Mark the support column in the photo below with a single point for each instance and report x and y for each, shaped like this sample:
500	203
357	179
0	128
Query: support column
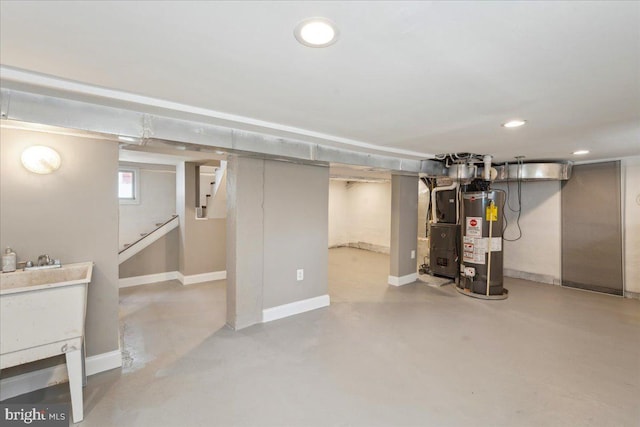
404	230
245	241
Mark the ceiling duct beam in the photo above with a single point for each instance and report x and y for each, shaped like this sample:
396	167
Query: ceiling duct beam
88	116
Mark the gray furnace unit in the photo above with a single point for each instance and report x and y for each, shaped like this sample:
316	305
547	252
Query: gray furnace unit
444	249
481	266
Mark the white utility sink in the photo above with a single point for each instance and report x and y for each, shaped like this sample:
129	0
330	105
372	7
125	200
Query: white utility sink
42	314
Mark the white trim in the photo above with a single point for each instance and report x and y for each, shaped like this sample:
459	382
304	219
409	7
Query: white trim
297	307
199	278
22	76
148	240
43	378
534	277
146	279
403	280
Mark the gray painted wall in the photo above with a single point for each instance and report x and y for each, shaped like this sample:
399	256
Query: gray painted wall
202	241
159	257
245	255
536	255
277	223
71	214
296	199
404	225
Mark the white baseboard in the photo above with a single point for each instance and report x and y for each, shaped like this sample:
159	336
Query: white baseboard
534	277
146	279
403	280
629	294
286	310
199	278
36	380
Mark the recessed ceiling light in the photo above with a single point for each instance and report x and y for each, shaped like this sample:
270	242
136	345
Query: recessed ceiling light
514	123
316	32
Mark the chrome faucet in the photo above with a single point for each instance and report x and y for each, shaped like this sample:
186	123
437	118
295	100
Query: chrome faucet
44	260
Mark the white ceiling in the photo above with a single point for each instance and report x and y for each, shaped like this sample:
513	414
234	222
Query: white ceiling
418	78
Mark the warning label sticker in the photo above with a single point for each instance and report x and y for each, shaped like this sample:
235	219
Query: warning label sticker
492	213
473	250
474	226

▸ WORK TO DO
Write out all the entries word for word, but skip any images.

▸ EXPECTED ANSWER
Mark the support column in the photo below with a single point for each instance and report x and y for each, shaped like this sample:
500	203
357	179
0	128
Query: support column
404	230
245	241
Mark the ceiling duct beam in the photo above with a single point for each instance and report x and y for each, shaped like this sample:
396	167
Query: ceiling duct beam
88	116
Mark the gray furnace unit in the photo above with a single point for each instance and report x and y for each, shaped like this sample:
316	305
547	252
Query: gray furnace unit
444	249
481	266
Mark the white utility sink in the photo above with a single point for each instance and report x and y for each, shaped like this sample:
129	0
330	105
372	7
125	200
Query: white utility sink
42	314
Mark the white trim in the photo above with a single point for each instance and report x and y for each, shaped like this sample:
459	382
304	219
409	7
Query: white trim
297	307
199	278
22	76
148	240
43	378
534	277
146	279
403	280
Mark the gray painted wall in the photo above with a single point for each instance and report x and y for each, shaped like this sample:
399	256
Query: gray painted wall
202	241
159	257
245	255
536	255
277	223
71	214
296	199
404	225
Mark the white baseboard in the photo above with a single point for each instance and report x and y for each, shaped like this sample:
159	336
Query: white baseboard
534	277
146	279
403	280
629	294
286	310
199	278
36	380
Mark the recessed ceiling light in the photo above with a single point for each instance and report x and y for each, shaped like this sample:
270	242
136	345
Query: recessed ceiling light
514	123
316	32
Mark the chrome faucet in the photo above with a single point for each instance and report x and y for each, shaped like this sample:
186	123
437	118
295	100
Query: chrome faucet
44	260
Mark the white ceiling in the photo above with a single point for each instance and report x and y for each, shaped like this sample:
513	414
234	222
Query: white ceiling
418	78
Mark the warning label sticker in the photo above with a single point for each instance and report x and y for each, shaped like this sample:
235	219
Query: warning label sticker
492	213
473	250
474	226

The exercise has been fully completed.